◆ Supplied text ◆
▽

From the misallocation of resources, to reportedly turning away campaign volunteers, to ignoring entire voting blocs, Clinton’s botched bid for the White House should serve as a lesson for anyone who thinks predictive models alone win elections, and that field reports and outside counsel are unimportant.

That means you, Robby Mook.

A recurring claim in several reports written since Nov. 8 is that Mook, Clinton’s 36-year-old supposed wunderkind campaign manager, believed his data — “the model” — was the absolute, final authority on everything.

“The model” dictated nearly every aspect of the campaign, including where money was allocated to the volume of television ad buys.

At a luncheon last week in Washington, D.C., a former senior member of Clinton’s media team cited “the model” repeatedly during a presentation in which he sought to explain how they managed to lose the election to Donald Trump.

△

◆ Data to process ◆
▽

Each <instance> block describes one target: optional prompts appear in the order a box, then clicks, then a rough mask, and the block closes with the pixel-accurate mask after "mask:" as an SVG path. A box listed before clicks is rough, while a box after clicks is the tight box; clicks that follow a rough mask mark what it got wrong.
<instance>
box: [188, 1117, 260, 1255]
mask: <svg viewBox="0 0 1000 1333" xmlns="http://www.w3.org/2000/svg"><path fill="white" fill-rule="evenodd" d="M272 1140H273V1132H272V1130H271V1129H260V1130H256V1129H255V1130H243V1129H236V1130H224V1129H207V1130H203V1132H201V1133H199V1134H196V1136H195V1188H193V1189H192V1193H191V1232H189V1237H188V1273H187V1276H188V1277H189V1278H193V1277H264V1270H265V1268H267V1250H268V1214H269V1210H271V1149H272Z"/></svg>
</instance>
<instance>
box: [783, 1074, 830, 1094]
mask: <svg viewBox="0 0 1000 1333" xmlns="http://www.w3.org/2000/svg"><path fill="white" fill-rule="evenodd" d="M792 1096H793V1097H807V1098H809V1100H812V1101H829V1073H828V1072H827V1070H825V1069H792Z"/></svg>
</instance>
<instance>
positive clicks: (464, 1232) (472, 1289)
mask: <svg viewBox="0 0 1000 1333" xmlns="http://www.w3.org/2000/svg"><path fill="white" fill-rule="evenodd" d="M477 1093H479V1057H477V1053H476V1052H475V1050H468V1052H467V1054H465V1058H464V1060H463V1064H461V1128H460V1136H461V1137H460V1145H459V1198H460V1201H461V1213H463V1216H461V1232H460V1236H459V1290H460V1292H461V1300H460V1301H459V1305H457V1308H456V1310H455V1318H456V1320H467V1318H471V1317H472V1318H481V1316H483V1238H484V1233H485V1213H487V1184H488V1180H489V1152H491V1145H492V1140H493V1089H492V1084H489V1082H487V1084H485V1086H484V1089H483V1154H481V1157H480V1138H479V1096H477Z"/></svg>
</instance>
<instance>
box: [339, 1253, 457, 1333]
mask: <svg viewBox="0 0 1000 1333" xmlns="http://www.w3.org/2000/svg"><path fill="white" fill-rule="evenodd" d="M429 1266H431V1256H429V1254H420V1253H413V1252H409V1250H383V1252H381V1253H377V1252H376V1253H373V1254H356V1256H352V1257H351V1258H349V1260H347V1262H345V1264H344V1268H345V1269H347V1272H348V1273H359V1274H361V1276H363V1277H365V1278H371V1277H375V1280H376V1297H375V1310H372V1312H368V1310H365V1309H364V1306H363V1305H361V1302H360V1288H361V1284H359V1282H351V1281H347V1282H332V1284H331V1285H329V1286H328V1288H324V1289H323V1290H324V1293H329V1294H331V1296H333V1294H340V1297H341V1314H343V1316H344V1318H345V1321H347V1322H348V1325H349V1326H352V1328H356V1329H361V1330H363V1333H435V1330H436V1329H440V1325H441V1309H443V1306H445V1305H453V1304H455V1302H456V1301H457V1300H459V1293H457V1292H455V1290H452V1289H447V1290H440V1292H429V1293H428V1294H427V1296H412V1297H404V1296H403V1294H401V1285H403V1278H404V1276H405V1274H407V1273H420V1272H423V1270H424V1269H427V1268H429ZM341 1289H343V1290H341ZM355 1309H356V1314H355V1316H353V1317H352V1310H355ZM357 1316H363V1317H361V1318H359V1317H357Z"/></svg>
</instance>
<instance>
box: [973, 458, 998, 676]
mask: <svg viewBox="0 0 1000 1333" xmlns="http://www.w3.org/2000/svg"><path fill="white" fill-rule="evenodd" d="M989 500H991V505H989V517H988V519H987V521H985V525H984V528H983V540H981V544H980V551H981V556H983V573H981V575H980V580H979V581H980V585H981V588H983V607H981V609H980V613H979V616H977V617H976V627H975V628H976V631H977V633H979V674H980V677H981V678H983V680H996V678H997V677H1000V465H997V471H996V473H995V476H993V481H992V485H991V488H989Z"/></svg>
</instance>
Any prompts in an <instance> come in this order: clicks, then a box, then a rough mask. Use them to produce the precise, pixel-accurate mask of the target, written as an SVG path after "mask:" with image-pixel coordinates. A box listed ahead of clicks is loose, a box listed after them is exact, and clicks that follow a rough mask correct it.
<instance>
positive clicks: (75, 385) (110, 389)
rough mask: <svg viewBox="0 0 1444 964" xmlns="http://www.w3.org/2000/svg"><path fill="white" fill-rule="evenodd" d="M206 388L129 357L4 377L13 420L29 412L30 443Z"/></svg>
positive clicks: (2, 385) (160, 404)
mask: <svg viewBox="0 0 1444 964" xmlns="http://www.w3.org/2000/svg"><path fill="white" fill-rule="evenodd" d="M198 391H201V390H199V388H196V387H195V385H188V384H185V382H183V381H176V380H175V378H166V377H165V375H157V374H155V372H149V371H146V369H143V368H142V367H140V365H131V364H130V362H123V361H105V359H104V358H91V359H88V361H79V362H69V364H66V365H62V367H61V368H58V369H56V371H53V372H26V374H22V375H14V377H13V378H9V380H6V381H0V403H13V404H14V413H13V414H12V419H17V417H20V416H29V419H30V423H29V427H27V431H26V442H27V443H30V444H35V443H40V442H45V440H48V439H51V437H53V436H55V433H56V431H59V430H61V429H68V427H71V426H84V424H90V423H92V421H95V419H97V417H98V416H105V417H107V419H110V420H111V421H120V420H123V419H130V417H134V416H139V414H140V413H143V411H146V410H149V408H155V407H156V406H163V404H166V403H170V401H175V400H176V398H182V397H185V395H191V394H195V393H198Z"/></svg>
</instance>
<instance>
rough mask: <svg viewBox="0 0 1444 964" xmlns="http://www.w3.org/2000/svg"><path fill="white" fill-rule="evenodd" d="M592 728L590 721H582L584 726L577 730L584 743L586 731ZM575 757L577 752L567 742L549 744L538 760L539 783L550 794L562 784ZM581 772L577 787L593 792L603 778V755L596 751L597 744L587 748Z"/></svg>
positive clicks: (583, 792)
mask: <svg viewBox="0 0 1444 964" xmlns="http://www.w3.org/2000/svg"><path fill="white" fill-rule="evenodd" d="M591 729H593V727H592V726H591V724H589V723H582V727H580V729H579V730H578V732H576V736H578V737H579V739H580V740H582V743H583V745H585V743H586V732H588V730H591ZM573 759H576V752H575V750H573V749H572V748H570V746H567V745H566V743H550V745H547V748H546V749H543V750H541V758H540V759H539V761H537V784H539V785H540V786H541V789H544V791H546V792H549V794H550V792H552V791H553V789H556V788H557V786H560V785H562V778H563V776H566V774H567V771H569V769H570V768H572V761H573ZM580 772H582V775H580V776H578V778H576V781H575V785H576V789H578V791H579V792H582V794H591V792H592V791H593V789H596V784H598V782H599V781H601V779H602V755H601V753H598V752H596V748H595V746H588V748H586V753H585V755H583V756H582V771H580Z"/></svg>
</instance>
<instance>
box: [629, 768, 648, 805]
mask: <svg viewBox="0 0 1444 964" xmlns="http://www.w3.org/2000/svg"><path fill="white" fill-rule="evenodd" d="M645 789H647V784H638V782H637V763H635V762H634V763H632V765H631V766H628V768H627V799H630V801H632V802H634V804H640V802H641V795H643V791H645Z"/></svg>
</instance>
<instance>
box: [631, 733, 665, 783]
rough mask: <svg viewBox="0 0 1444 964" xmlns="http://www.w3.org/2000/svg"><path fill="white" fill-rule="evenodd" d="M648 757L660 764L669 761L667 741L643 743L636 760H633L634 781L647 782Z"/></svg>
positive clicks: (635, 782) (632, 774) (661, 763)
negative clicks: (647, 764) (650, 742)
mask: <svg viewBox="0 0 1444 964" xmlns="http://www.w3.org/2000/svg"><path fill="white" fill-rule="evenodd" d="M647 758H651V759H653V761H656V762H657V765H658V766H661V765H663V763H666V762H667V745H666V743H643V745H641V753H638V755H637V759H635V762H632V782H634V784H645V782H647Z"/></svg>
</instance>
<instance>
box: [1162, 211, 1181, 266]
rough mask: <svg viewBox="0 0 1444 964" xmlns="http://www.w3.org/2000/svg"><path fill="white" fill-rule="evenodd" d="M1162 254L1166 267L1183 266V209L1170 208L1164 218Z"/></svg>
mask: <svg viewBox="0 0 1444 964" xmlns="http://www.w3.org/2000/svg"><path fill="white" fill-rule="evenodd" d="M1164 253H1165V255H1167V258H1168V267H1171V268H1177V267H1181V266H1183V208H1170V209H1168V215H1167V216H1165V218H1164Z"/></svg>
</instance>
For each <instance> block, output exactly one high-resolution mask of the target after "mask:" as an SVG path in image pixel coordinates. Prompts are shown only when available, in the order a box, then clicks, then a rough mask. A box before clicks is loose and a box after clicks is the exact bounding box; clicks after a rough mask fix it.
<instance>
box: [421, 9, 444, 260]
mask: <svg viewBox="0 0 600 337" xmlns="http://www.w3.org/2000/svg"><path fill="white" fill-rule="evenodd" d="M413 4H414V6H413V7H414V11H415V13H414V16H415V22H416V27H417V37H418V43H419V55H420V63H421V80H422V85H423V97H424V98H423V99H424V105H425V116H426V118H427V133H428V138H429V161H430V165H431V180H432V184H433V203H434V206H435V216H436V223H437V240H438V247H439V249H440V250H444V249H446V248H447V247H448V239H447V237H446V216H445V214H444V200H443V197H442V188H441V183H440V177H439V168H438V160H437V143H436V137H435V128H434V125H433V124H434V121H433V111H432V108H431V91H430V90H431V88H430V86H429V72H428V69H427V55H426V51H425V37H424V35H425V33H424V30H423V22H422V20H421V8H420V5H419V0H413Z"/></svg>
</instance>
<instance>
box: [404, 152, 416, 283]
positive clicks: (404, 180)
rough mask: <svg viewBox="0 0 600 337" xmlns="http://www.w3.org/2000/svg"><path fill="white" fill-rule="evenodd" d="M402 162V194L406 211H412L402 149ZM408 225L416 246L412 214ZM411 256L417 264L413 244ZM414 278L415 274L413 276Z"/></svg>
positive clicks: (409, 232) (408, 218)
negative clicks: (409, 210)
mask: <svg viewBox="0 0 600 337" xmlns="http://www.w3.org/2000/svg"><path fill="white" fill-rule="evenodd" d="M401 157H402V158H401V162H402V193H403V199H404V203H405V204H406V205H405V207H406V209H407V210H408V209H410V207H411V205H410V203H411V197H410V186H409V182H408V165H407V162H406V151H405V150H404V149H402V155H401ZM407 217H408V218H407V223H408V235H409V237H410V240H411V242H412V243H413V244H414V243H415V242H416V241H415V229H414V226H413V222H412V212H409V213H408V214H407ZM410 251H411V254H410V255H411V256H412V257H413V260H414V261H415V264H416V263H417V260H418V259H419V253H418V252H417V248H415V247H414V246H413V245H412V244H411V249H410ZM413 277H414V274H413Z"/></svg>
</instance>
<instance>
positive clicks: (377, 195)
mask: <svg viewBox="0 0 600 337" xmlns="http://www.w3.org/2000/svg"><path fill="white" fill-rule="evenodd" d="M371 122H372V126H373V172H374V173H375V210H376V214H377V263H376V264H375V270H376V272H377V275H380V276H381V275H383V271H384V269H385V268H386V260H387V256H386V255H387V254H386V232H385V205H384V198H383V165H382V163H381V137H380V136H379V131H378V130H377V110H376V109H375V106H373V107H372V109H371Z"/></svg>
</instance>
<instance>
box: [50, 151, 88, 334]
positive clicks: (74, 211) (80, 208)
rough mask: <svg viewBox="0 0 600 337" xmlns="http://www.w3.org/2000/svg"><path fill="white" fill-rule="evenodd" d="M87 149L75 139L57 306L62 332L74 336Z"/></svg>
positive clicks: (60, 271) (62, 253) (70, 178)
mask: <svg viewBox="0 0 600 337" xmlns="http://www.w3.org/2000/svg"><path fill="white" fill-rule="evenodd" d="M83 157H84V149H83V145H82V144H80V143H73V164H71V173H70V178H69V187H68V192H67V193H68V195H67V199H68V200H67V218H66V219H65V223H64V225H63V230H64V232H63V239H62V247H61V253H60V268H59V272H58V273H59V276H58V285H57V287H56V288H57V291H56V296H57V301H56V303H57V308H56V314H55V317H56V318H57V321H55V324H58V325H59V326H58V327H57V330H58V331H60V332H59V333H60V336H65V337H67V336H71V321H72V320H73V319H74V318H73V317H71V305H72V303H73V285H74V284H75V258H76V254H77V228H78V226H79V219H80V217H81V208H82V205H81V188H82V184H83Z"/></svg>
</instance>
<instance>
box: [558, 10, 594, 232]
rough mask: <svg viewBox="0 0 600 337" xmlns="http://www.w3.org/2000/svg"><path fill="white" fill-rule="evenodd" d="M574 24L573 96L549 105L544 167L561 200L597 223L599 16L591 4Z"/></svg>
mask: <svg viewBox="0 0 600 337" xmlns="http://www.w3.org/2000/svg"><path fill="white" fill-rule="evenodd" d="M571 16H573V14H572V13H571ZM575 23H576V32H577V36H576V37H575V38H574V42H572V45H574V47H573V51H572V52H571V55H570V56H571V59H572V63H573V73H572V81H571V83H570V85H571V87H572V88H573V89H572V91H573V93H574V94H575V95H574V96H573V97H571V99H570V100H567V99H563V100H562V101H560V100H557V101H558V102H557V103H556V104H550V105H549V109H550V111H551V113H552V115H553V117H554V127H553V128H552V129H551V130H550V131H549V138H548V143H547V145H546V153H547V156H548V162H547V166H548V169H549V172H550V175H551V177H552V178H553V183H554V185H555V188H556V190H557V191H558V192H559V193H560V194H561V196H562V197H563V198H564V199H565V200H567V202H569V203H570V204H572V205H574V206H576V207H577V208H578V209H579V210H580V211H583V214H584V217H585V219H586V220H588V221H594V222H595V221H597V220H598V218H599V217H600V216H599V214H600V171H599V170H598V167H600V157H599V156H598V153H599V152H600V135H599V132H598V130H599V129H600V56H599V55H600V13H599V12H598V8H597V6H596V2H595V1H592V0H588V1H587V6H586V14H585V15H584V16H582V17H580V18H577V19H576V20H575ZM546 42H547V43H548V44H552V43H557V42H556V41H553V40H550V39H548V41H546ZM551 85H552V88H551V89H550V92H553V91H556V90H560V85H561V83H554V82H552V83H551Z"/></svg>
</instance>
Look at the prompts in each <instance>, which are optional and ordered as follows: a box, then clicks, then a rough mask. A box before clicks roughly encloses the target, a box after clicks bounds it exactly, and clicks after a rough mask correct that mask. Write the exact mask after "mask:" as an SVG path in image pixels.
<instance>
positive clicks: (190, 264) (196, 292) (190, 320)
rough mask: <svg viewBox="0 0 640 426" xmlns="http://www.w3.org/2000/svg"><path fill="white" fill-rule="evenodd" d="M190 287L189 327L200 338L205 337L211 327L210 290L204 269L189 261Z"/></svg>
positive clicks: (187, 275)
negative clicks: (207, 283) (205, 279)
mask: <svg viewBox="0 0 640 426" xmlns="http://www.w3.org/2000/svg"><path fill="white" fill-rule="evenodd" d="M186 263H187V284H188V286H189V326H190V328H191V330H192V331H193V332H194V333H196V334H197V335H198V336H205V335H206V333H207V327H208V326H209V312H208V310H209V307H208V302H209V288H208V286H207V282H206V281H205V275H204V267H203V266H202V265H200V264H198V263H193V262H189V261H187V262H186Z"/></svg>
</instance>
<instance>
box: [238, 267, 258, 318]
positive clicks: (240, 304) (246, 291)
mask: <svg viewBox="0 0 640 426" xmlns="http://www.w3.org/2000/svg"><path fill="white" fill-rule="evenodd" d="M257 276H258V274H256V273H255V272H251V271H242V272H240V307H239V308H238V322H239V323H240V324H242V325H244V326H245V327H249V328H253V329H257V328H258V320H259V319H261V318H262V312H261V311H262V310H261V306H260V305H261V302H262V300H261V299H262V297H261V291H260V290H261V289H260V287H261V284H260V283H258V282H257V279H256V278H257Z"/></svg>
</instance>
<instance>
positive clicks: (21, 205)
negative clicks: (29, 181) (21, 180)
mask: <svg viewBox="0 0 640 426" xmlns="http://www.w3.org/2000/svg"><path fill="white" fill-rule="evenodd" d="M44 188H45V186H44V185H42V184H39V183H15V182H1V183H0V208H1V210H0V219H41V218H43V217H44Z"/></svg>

△

◆ What this exercise asks ◆
a) Please rewrite the passage on Clinton's campaign from "From the misallocation" to "you, Robby Mook.", substituting "warning" for "lesson".
b) Collect every line of the records that contains the string "negative".
The text and the records are unrelated to each other.

◆ Solutions by task ◆
a)
From the misallocation of resources, to reportedly turning away campaign volunteers, to ignoring entire voting blocs, Clinton’s botched bid for the White House should serve as a warning for anyone who thinks predictive models alone win elections, and that field reports and outside counsel are unimportant.

That means you, Robby Mook.

b)
negative clicks: (647, 764) (650, 742)
negative clicks: (409, 210)
negative clicks: (207, 283) (205, 279)
negative clicks: (29, 181) (21, 180)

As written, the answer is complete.